Extracted records
****************
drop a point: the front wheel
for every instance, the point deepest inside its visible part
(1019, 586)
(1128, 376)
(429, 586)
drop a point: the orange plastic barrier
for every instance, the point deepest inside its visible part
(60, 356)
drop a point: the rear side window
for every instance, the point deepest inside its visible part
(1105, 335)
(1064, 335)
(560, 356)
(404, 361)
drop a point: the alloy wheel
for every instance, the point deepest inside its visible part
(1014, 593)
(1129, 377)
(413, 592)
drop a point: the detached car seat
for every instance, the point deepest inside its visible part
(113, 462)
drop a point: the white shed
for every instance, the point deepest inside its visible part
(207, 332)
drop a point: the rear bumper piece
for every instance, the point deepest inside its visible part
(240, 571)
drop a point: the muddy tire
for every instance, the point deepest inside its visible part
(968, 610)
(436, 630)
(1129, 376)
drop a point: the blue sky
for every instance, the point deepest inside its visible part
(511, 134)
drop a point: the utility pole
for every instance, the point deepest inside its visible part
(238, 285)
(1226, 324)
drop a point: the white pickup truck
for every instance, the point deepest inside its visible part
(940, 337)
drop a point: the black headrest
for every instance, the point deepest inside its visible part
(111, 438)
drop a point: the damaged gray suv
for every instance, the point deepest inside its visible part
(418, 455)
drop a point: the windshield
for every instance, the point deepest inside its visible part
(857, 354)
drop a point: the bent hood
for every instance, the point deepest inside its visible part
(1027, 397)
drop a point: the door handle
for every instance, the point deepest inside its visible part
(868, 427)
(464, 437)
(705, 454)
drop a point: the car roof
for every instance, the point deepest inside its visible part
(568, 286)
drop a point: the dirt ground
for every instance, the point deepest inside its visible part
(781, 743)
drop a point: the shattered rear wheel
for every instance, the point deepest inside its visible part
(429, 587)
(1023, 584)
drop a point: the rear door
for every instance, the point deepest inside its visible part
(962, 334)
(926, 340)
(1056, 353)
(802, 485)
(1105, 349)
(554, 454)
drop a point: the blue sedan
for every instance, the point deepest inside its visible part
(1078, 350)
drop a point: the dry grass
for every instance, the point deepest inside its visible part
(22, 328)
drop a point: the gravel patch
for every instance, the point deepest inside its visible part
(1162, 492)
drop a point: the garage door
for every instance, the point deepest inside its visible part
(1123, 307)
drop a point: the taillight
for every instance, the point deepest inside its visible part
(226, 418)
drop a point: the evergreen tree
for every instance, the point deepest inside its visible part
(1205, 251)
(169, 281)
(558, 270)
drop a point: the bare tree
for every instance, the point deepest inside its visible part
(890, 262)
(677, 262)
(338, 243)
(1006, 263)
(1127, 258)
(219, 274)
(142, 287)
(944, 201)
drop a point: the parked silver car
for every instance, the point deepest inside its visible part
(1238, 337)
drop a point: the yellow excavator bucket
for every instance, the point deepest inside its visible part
****************
HOW TO COMPLETE THIS TASK
The lines beginning with the one that holds "drop a point: the bent hood" and ending with the last line of the data above are to be reproduced exactly, and nothing else.

SOLUTION BELOW
drop a point: the bent hood
for every instance, the point deepest inside its visible part
(1027, 397)
drop a point: the door handle
for every instance, the point deepest inside its visible part
(868, 427)
(464, 437)
(705, 454)
drop a point: the car roof
for every instance, the point deepest inside its visible part
(568, 286)
drop a point: the dirt ground
for every instance, the point deepest inside its visible part
(781, 743)
drop a point: the shattered rear wheel
for every instance, the point deepest inside its visible part
(429, 587)
(1023, 584)
drop a point: the rear door
for every instance, the point deepest inside its visible part
(962, 334)
(926, 340)
(1056, 353)
(802, 485)
(1105, 349)
(554, 454)
drop a point: the blue sedan
for every instance, the point deepest inside its visible part
(1078, 350)
drop a point: the dry grass
for every instance, the point deepest inside its visible part
(22, 328)
drop a point: the gravel patch
for every instance, the point deepest inside its visible part
(1162, 492)
drop a point: the garage door
for every instance, the point deepest inside its visible part
(1123, 307)
drop a point: the taillight
for every instance, the point deepest inside its visible part
(226, 418)
drop a point: the evergreen tree
for every instance, the point deepest inside its visible part
(1205, 251)
(169, 281)
(558, 270)
drop a point: the bare tree
for every instance, the point deepest inside its visible part
(890, 262)
(677, 262)
(338, 243)
(1006, 263)
(1127, 258)
(219, 274)
(142, 287)
(944, 201)
drop a point: the parked silver car
for every instance, the point deepest inside its visible part
(1238, 337)
drop a point: the yellow excavator bucket
for every instance, the point deepest inside its visible part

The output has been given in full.